Let's take a closer look:  Neolithic Revolution and  Vavilov center and  List of food origins and (PDF) Current perspectives and the future of domestication studies

Agriculture was invented in several places, with several different crop plants, and here are the places where the inventions were sustained to recent centuries. I have assembled the dates from several sources.
WhereWhen (BP)
(Holocene)11,650 - present
Middle East12,000
India8,500
China11,500
New Guinea10,000
East Africa8,000
West Africa4,500
North America6,500
Central America10,000
Andes: South America10,000
Amazonia: South America9,000

BP =  Before Present taken to be 1950 Jan 1.

The  Holocene Epoch is defined as the end of the  Younger Dryas cold snap (12,900 to 11,700 BP), a brief return to ice-age conditions at the end of the  Pleistocene Epoch.  Younger Dryas impact hypothesis is a speculation on the cause of that event.
 
The path of least resistance?

I is easier for a group to farm than hunt and gather.
 
The path of least resistance?

It is easier for a group to farm than hunt and gather.

Right. Except during an ice age.
A thousand year long setback in harvests may have taken the shine off the farming option for a while. And the ice probably erased most evidence of crop cultivation prior to 13k bp, if it existed.
 
You can't stay in one spot unless you farm, because your tribe will exhaust the local food supply.

But you can't ferment alcoholic beverages unless you stay in one spot - and ideally that spot should be producing plenty of grain of one kind or another, which again implies farming.

Nomadic people have a far better diet and typically a far better lifestyle than farmers. But they don't have beer.
 
The path of least resistance?

• [Record list]:
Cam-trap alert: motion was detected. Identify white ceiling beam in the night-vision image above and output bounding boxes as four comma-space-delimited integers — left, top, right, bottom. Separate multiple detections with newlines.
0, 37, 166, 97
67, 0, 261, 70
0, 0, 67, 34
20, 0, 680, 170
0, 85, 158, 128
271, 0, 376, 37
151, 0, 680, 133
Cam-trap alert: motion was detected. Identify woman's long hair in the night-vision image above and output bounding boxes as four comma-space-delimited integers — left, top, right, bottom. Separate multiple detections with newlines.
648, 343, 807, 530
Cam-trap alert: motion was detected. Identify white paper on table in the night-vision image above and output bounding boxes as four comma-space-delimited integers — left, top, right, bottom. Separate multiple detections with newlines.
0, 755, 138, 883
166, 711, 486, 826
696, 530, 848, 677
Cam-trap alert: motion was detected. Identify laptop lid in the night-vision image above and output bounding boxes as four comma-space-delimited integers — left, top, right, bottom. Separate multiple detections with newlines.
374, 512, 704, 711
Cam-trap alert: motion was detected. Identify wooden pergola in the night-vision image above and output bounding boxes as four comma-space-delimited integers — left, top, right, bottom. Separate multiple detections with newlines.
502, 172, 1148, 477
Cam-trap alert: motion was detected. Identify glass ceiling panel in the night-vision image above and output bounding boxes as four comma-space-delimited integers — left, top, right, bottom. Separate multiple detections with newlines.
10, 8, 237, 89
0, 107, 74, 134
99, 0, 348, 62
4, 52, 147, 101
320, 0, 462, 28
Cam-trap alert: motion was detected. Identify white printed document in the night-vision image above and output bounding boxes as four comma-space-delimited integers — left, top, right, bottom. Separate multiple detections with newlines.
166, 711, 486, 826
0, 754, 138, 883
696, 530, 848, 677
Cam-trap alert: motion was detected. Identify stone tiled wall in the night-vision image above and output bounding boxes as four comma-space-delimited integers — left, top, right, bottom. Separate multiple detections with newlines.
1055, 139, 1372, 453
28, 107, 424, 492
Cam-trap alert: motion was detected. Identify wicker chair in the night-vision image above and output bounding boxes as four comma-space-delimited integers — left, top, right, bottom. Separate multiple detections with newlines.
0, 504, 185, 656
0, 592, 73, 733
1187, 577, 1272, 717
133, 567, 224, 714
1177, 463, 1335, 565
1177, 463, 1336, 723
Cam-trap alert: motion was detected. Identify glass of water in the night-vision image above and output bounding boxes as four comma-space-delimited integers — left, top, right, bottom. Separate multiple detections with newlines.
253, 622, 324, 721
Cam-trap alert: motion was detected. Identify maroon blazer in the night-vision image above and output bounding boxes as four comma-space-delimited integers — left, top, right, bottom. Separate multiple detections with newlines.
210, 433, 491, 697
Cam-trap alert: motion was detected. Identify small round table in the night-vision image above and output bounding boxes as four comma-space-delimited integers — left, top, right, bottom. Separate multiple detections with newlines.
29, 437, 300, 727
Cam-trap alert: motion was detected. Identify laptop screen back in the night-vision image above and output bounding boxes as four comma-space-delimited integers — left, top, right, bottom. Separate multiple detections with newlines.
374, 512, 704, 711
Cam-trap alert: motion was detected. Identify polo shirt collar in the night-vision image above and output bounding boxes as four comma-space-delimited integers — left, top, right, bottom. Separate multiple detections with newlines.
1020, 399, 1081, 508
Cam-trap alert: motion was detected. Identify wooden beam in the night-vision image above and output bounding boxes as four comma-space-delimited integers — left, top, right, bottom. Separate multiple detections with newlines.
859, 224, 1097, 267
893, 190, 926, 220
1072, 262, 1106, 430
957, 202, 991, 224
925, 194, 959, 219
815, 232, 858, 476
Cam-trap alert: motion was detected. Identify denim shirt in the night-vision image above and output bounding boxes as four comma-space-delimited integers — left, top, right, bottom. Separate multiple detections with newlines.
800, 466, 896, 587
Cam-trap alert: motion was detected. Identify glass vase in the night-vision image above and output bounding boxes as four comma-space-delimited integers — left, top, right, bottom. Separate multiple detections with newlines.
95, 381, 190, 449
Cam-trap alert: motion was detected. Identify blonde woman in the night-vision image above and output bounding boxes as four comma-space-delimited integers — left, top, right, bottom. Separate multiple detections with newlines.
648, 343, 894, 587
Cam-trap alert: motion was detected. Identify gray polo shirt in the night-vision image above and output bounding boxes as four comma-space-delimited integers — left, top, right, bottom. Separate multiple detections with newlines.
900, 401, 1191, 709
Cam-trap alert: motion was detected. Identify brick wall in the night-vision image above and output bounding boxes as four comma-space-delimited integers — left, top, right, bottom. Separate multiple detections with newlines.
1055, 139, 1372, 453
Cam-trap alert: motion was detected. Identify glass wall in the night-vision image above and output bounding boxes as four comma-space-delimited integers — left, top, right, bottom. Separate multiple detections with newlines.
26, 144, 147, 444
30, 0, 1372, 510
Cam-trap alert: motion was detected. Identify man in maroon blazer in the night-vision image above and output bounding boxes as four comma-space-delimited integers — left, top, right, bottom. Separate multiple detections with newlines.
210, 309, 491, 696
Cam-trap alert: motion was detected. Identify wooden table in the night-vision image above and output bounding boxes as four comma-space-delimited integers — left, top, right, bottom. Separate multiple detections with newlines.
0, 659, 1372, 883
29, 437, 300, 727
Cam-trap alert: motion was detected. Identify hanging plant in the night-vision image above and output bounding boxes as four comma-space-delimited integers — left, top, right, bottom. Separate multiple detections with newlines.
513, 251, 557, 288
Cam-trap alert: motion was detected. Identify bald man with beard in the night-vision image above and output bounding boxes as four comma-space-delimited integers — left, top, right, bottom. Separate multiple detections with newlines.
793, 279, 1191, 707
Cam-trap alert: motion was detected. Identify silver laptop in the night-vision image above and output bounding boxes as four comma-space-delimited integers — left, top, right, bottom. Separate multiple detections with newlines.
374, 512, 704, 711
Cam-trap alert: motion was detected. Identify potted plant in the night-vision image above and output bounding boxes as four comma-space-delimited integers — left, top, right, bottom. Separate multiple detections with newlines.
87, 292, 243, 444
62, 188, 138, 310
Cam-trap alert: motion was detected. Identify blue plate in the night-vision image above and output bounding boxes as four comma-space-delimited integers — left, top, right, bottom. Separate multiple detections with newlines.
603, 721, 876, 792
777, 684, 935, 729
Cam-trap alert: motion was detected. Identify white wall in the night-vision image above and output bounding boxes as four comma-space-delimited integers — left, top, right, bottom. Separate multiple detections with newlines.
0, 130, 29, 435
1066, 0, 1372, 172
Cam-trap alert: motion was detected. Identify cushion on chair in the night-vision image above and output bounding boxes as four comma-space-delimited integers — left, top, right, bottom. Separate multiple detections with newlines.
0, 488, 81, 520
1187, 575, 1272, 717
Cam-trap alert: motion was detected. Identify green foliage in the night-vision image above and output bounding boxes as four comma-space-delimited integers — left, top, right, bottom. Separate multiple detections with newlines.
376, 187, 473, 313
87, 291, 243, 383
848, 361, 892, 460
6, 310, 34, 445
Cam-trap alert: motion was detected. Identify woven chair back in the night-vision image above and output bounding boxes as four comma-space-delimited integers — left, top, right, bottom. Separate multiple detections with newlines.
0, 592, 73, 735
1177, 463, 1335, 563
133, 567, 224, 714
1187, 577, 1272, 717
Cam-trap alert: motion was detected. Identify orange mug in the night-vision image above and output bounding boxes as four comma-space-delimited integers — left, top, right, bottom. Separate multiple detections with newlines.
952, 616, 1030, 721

• [Requirement 1]:
Repeat the part of the passage on the origins of agriculture starting with "It is easier" and going on through "local food supply.".
• [Requirement 2]:
Reproduce the lines of the listing starting with the line with "Cam-trap alert: motion was detected. Identify laptop screen" and going on through the line with "900, 401, 1191, 709".

• [Written response 1]:
It is easier for a group to farm than hunt and gather.

Right. Except during an ice age.
A thousand year long setback in harvests may have taken the shine off the farming option for a while. And the ice probably erased most evidence of crop cultivation prior to 13k bp, if it existed.
 
You can't stay in one spot unless you farm, because your tribe will exhaust the local food supply.

• [Written response 2]:
Cam-trap alert: motion was detected. Identify laptop screen back in the night-vision image above and output bounding boxes as four comma-space-delimited integers — left, top, right, bottom. Separate multiple detections with newlines.
374, 512, 704, 711
Cam-trap alert: motion was detected. Identify polo shirt collar in the night-vision image above and output bounding boxes as four comma-space-delimited integers — left, top, right, bottom. Separate multiple detections with newlines.
1020, 399, 1081, 508
Cam-trap alert: motion was detected. Identify wooden beam in the night-vision image above and output bounding boxes as four comma-space-delimited integers — left, top, right, bottom. Separate multiple detections with newlines.
859, 224, 1097, 267
893, 190, 926, 220
1072, 262, 1106, 430
957, 202, 991, 224
925, 194, 959, 219
815, 232, 858, 476
Cam-trap alert: motion was detected. Identify denim shirt in the night-vision image above and output bounding boxes as four comma-space-delimited integers — left, top, right, bottom. Separate multiple detections with newlines.
800, 466, 896, 587
Cam-trap alert: motion was detected. Identify glass vase in the night-vision image above and output bounding boxes as four comma-space-delimited integers — left, top, right, bottom. Separate multiple detections with newlines.
95, 381, 190, 449
Cam-trap alert: motion was detected. Identify blonde woman in the night-vision image above and output bounding boxes as four comma-space-delimited integers — left, top, right, bottom. Separate multiple detections with newlines.
648, 343, 894, 587
Cam-trap alert: motion was detected. Identify gray polo shirt in the night-vision image above and output bounding boxes as four comma-space-delimited integers — left, top, right, bottom. Separate multiple detections with newlines.
900, 401, 1191, 709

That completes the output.